- **PROMPT**: Verbatim copy without pictures. Please print every entry as it stands.

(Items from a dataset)

=== Section Start ===

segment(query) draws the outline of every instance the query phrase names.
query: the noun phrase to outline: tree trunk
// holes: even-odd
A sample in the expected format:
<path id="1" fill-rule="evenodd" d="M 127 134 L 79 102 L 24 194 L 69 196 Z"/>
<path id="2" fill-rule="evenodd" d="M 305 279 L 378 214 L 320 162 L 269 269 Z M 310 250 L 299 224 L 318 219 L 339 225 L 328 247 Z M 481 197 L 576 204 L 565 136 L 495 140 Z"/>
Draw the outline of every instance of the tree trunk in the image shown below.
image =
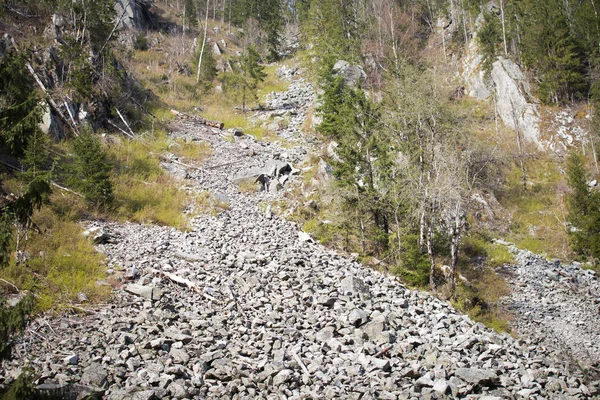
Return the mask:
<path id="1" fill-rule="evenodd" d="M 208 6 L 210 0 L 206 0 L 206 19 L 204 21 L 204 39 L 202 40 L 202 49 L 200 50 L 200 57 L 198 58 L 198 71 L 196 74 L 196 83 L 200 82 L 200 69 L 202 68 L 202 56 L 204 55 L 204 46 L 206 45 L 206 32 L 208 31 Z"/>
<path id="2" fill-rule="evenodd" d="M 506 45 L 506 27 L 504 23 L 504 0 L 500 0 L 500 18 L 502 20 L 502 41 L 504 42 L 504 55 L 508 56 L 508 46 Z"/>
<path id="3" fill-rule="evenodd" d="M 433 258 L 433 227 L 431 221 L 427 224 L 427 255 L 429 256 L 429 287 L 432 293 L 436 292 L 435 287 L 435 260 Z"/>
<path id="4" fill-rule="evenodd" d="M 458 248 L 463 228 L 463 215 L 460 203 L 456 205 L 452 237 L 450 238 L 450 295 L 456 300 L 456 266 L 458 265 Z"/>

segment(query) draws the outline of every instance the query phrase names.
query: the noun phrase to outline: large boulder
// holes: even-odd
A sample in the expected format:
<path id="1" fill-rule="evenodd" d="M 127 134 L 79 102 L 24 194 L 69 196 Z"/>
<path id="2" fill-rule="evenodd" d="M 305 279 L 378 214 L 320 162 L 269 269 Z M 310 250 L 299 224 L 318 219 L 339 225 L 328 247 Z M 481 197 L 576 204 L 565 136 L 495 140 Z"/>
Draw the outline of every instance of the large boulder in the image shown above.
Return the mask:
<path id="1" fill-rule="evenodd" d="M 367 74 L 360 65 L 352 65 L 344 60 L 339 60 L 333 65 L 333 74 L 342 76 L 344 84 L 356 86 L 367 79 Z"/>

=== Section End ===

- **ANSWER TO THIS TASK**:
segment(query) draws the outline of every instance the query phrase names.
query: the noun phrase to outline: tree trunk
// holes: even-odd
A sample in the expected format:
<path id="1" fill-rule="evenodd" d="M 127 134 L 79 102 L 24 194 L 69 196 Z"/>
<path id="2" fill-rule="evenodd" d="M 305 279 L 378 214 L 320 162 L 269 269 Z M 310 250 L 299 224 L 318 219 L 339 225 L 328 247 Z M 481 197 L 576 204 L 565 136 L 495 140 Z"/>
Draw the outline of every instance of the tree trunk in the image shown below.
image =
Return the mask:
<path id="1" fill-rule="evenodd" d="M 208 6 L 210 0 L 206 0 L 206 19 L 204 21 L 204 39 L 202 40 L 202 49 L 200 50 L 200 57 L 198 58 L 198 71 L 196 74 L 196 83 L 200 82 L 200 69 L 202 68 L 202 56 L 204 55 L 204 46 L 206 45 L 206 32 L 208 31 Z"/>
<path id="2" fill-rule="evenodd" d="M 506 45 L 506 27 L 504 23 L 504 0 L 500 0 L 500 18 L 502 20 L 502 41 L 504 42 L 504 55 L 508 56 L 508 46 Z"/>
<path id="3" fill-rule="evenodd" d="M 433 258 L 433 227 L 431 221 L 427 224 L 427 255 L 429 256 L 429 287 L 432 293 L 436 292 L 435 287 L 435 260 Z"/>
<path id="4" fill-rule="evenodd" d="M 458 248 L 463 228 L 463 215 L 460 203 L 456 205 L 452 237 L 450 238 L 450 295 L 456 300 L 456 266 L 458 265 Z"/>

segment(query) draws the outline of every instance the query phrase names.
query: the noun phrase to outline: large boulder
// holes: even-odd
A sample in the expected format:
<path id="1" fill-rule="evenodd" d="M 127 134 L 79 102 L 24 194 L 69 196 Z"/>
<path id="2" fill-rule="evenodd" d="M 305 279 L 378 214 L 320 162 L 269 269 Z M 310 250 L 299 224 L 318 219 L 339 225 L 328 247 Z M 481 197 L 576 204 L 565 136 L 495 140 Z"/>
Draw the outline of every instance of the large boulder in the image shown above.
Return the mask:
<path id="1" fill-rule="evenodd" d="M 367 74 L 360 65 L 352 65 L 344 60 L 339 60 L 333 65 L 333 74 L 342 76 L 344 84 L 356 86 L 367 79 Z"/>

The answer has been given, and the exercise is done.